ACTIVITY LIST:
A: Rewrite the piece about Chaguinha's football association from the words "To further expand" through "in their community.", switching "equipment" to "gear".
B: How might the piece about Chaguinha's football association go on from its last sentence? Write the next part.

SOURCE DOCUMENT:
◇ ◇ ◇
Chaguinha is a football trainer, girl’s rights ally, LGBTIQ+ advocate, and role model to girls across his Brazilian community.
Ten years ago, Francois das Chagas, better known as Chaguinha, set up a football association for teenagers. He observed, “It is easy to criticise the youth, but it is much harder to actually create opportunities for them in life.”
To further expand and develop his football association Chaguinha began working with Plan International who provided him with the equipment that was needed for football practice.
More than just a football team
Chaguinha’s football association doesn’t just help girls enjoy sport. He teaches them about teenage pregnancy and other issues that may be happening in their community.
“We talk very openly with them. About drug use for example, as this is a major problem in our community.”
Chaguinha wants to make sure that the girls in his football team are fully supported. He says, “I have conversations with girls about boys. They have to watch out, as the boys will take off rather than suffer the consequences of their actions.”
Educating the girls in his team seems to be working as only a few of them have fallen pregnant at an early age. He proudly states, “We give them more education than they receive at school. Not only do we try to prevent pregnancies but we talk about STDs (sexually transmitted diseases).”
One of the players in Chaguinha’s team is his 18-year-old granddaughter Lorena. She has helped him become more open minded. Since Lorena came out as gay, Chaguinha has become actively involved in the LGBTIQ+ community.
“People discriminate so much. Why can we not just accept and appreciate each other?”
Lorena feels hugely supported by her grandfather. She says, “He is my everything because he accepts me as I am. He even came to an LGBT conference because he wanted to hear everyone’s stories.”
◇ ◇ ◇
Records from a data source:
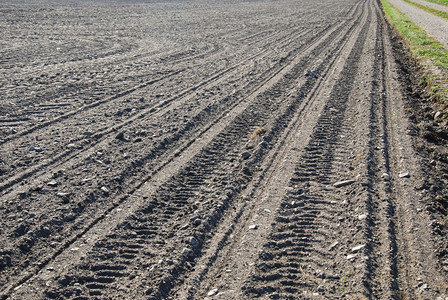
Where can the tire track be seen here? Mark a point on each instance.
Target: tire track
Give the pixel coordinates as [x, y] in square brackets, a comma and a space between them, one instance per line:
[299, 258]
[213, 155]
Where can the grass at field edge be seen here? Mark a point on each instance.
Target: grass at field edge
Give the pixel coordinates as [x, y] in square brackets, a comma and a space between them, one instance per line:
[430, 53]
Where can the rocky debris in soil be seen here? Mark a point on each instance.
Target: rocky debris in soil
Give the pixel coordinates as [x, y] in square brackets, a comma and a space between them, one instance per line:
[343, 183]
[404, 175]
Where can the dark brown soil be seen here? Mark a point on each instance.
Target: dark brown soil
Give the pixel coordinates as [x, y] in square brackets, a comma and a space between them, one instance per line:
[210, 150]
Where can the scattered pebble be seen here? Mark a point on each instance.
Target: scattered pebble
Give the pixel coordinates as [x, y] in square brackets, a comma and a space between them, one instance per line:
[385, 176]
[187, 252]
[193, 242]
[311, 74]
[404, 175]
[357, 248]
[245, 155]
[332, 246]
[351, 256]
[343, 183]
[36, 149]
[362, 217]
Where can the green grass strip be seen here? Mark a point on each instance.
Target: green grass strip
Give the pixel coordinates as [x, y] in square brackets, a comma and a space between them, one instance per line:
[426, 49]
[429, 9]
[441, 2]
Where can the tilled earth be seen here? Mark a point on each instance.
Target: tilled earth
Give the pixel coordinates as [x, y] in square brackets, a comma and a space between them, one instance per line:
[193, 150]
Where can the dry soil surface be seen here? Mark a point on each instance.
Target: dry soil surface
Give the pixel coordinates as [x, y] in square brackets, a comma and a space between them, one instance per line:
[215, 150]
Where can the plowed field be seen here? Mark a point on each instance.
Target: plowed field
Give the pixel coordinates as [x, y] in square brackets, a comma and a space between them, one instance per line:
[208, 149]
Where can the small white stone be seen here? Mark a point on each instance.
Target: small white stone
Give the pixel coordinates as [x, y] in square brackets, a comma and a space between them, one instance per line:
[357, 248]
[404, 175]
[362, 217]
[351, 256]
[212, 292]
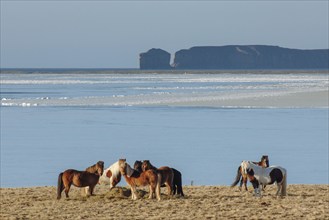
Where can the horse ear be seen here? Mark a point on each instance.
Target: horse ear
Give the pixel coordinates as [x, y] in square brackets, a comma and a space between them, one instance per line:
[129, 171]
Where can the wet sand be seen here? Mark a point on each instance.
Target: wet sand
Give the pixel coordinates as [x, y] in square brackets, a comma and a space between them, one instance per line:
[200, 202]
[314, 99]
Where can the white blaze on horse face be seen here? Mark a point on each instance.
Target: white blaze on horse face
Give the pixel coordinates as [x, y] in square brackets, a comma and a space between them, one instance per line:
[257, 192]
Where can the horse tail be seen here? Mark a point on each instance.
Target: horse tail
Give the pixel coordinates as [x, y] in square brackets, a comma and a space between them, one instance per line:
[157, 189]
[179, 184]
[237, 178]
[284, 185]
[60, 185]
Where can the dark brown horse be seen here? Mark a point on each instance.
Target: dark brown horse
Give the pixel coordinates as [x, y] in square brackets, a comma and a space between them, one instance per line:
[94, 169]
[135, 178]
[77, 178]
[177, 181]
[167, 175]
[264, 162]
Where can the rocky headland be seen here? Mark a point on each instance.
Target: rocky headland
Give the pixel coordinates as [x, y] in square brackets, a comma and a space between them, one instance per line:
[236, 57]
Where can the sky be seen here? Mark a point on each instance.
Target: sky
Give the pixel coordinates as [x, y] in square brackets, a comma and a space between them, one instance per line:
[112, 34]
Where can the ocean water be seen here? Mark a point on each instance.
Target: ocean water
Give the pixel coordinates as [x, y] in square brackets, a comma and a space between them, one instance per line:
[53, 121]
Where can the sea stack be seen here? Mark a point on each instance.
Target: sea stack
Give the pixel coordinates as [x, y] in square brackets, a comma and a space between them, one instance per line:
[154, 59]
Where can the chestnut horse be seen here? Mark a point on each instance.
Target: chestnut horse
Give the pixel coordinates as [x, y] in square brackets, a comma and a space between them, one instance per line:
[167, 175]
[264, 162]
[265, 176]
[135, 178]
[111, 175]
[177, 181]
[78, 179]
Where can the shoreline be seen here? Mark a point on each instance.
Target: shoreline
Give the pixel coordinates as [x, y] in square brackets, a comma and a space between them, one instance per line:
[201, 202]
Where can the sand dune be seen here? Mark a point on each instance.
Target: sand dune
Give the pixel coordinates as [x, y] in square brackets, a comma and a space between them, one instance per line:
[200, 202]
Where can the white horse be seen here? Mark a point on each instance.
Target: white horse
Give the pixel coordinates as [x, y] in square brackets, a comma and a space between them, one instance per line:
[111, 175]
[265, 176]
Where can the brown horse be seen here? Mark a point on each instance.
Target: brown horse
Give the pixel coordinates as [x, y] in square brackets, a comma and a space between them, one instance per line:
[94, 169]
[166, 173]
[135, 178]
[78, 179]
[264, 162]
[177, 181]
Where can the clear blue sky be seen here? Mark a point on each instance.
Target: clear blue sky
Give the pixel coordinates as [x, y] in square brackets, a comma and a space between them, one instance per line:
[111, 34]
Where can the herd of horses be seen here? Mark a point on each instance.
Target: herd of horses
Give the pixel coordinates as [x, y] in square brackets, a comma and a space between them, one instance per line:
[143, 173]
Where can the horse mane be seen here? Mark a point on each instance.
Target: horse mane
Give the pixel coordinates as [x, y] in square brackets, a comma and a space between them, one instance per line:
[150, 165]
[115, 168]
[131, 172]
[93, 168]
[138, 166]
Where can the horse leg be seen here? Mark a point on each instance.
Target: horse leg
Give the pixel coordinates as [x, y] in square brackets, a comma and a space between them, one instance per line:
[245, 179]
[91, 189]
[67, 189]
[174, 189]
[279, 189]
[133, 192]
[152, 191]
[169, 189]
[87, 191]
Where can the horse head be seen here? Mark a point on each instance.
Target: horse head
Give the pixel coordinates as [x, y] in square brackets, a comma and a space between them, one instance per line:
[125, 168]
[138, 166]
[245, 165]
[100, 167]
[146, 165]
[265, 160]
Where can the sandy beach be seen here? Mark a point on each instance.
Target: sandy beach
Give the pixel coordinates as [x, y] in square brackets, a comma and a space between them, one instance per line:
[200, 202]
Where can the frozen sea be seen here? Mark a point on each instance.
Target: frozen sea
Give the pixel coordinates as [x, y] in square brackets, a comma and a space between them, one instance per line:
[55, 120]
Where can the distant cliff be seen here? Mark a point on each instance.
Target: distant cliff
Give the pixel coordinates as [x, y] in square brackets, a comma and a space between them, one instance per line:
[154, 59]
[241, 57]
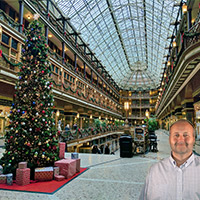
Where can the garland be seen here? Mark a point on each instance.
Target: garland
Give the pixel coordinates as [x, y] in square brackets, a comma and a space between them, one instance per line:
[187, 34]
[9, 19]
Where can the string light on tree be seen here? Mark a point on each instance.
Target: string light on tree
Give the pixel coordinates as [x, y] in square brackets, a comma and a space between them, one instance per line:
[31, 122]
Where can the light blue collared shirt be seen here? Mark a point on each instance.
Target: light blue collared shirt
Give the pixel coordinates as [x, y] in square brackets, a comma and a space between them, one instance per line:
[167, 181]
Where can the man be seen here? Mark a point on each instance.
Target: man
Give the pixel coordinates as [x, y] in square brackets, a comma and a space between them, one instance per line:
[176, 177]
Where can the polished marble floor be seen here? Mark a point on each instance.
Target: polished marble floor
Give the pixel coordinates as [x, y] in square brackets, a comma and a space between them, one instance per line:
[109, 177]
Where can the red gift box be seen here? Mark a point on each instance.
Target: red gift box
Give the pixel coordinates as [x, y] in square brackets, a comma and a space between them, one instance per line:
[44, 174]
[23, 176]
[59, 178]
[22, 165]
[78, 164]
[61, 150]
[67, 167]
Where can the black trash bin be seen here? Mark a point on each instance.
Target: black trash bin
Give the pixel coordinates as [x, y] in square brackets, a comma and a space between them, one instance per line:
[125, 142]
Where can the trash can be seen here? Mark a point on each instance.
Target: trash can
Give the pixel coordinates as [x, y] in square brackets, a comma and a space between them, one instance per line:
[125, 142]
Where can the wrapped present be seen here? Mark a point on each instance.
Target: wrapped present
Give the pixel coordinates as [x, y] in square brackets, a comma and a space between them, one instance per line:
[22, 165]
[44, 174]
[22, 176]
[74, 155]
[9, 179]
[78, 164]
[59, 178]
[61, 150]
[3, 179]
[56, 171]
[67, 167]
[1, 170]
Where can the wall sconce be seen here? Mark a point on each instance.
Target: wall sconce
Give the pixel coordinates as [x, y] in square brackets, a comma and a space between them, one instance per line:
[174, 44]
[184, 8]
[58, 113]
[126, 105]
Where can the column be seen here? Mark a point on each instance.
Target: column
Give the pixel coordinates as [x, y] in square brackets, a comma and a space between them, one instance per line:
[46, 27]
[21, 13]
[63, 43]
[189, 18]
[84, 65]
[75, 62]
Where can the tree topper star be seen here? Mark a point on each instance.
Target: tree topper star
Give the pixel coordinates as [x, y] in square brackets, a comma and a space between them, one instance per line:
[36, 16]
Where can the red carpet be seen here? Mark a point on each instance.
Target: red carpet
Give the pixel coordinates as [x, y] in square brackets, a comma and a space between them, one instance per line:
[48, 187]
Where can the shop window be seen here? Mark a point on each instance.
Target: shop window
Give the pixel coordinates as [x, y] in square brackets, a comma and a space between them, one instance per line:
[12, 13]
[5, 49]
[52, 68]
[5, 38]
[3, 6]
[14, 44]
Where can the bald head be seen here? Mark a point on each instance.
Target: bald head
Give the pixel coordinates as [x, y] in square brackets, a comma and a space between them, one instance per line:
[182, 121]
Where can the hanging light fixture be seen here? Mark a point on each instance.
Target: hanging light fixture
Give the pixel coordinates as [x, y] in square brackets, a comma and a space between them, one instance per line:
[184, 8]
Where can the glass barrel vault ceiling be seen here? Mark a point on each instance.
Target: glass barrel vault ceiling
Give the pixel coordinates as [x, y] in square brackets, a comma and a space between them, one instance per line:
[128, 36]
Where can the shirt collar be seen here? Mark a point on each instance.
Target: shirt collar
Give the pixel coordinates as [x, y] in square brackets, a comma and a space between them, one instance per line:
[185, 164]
◇ ◇ ◇
PER-TASK ANSWERS:
A:
To further expand and develop his football association Chaguinha began working with Plan International who provided him with the gear that was needed for football practice.
More than just a football team
Chaguinha’s football association doesn’t just help girls enjoy sport. He teaches them about teenage pregnancy and other issues that may be happening in their community.

B:
Training with her grandfather has given Lorena a love of football. So much so that she wants to study physical education and train other girls to play football.
“Soccer is fundamental in my life. I play when I am sad, when I am happy and even when I am tired!”
Lorena realises how under-appreciated women’s football is. She observes, “Men play aggressively. The technique and teamwork of women is much better. Much more engaging to watch.”
Women don’t belong in the kitchen
One day Chaguinha hopes women will start to be appreciated more, “Not only in soccer, but also in the work field. Women get paid less than men in the same job. That is why soccer projects with girls are so good. They show that women do not belong in the kitchen.”
Chaguinha believes in the equality between men and women and sees the injustice of women being undervalued and underappreciated. He says, “Women should be able to live the life they want and have the right to the same opportunities as men.”
The success of Chaguinha’s football association cannot go unnoticed. He says that in the beginning fathers were reluctant to let their daughters train with him. “But today they come to me asking to let their daughters join,” he says.
Chaguinha understands how essential it is that parents are involved in their children playing sport. He says, “You should know what your children are doing and where they hang out because there are so many bad temptations in life. Sport can make children feel good about themselves, so they can become better citizens.”